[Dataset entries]
────

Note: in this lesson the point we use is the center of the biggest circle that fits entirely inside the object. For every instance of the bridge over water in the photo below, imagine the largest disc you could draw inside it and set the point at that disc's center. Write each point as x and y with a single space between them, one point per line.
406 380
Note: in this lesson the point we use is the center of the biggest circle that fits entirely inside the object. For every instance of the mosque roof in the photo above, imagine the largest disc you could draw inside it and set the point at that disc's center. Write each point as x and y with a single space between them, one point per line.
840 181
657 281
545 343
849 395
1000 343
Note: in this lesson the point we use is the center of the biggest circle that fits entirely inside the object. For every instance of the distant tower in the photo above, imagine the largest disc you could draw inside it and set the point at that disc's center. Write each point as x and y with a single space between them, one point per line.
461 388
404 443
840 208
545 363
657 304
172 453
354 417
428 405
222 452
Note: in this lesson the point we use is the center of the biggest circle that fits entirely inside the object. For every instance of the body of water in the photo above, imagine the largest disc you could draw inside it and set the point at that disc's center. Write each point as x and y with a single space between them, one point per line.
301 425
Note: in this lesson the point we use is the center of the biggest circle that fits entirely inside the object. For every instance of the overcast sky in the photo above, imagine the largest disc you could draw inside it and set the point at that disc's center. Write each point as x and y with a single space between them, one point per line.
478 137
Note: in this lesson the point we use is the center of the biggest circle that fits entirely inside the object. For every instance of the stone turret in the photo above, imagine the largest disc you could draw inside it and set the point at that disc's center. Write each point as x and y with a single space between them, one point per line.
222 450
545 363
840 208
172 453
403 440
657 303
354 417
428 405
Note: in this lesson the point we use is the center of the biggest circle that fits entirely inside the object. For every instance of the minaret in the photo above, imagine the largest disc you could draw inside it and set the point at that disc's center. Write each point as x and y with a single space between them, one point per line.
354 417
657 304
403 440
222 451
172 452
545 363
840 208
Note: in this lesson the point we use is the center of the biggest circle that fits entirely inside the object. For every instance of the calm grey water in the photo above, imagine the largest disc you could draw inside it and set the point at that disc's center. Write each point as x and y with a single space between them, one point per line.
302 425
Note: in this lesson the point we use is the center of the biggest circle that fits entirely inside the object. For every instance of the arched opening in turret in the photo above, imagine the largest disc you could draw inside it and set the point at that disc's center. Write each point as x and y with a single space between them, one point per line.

────

[What this task involves] Turn all the rows above into a numbered list and omit any blank lines.

[Result of this task]
1. Note: in this lesson the point we use is the center of the biggest circle that fits entirely inside the object. For every instance of the bridge over water in the photo below, imagine the largest disc you could draw inside it and set the point at that disc's center. Write each point as x and y with a single space between them, one point per line.
2. 406 380
3. Note: in this lesson the point we use is the center of the biggest circle that fits entirely inside the object. For every instance of the mosque roof in the photo above, imagine the largest disc you could draw inside it and set the point at that disc's center. Write each point as x and y with a single space between them, one point per line.
4. 840 181
5. 657 281
6. 545 343
7. 849 395
8. 1000 343
9. Note: in this lesson the point we use is the center of the biggest circle that fits entirely inside the object. For every instance of the distant tower in the photo above, imagine the largest disc you could draw inside it and set the point at that disc's center. Write each point as x and y with a single space between them, one point per line.
10. 461 388
11. 404 443
12. 840 208
13. 545 363
14. 657 304
15. 172 453
16. 354 417
17. 428 405
18. 222 452
19. Note: in this lesson the point we use is the center of the biggest circle that fits entirely inside the object. For every instance of the body of water in the photo above, imagine the largest disc you could draw inside it and set the point at that disc's center. Write each point as x and y with a single space between them, one point per line.
20. 301 425
21. Note: in this lesson the point we use is the center of the biggest circle that fits entirely inside the object. For every instance of the overcast sky in the photo above, imagine the largest disc you could draw inside it and set the point at that disc's center. Write each point as x and y with a single space between them, one point per line.
22. 478 137
23. Note: in this lesson the point we use is the center of the biggest circle that fits entirely inside the object. For every instance of the stone turret in the photo above, imagine the largest disc you could draw inside it and set the point at that disc's center. Write each point as x and y with a single space between them, one point per line.
24. 222 450
25. 545 363
26. 840 208
27. 172 453
28. 403 440
29. 657 303
30. 354 417
31. 428 405
32. Note: in this lesson the point we use is the center of the biggest circle that fits entirely inside the object. For every instance of the minaret in the photo above, imagine the largest disc you could draw inside it and set the point at that disc's center. Write each point as x and y with a single space between them, one point per line.
33. 354 417
34. 657 304
35. 403 440
36. 222 451
37. 172 452
38. 545 363
39. 840 208
40. Note: in this lesson the point we use is the center of the biggest circle that fits entirely inside the object. For every instance of the calm grey water in the photo above, imagine the largest disc you could draw inside it and set the point at that disc's center. Write each point as x and y with a single space between them, one point per line.
41. 302 425
42. Note: in this lesson the point we use is the center of the biggest circle that fits entirely inside the object. For every instance of the arched opening in turret in the photo above, imagine the largest disc you could draw inside it and set the point at that disc's center. Write each point as x and y with a single space between them, one point per line.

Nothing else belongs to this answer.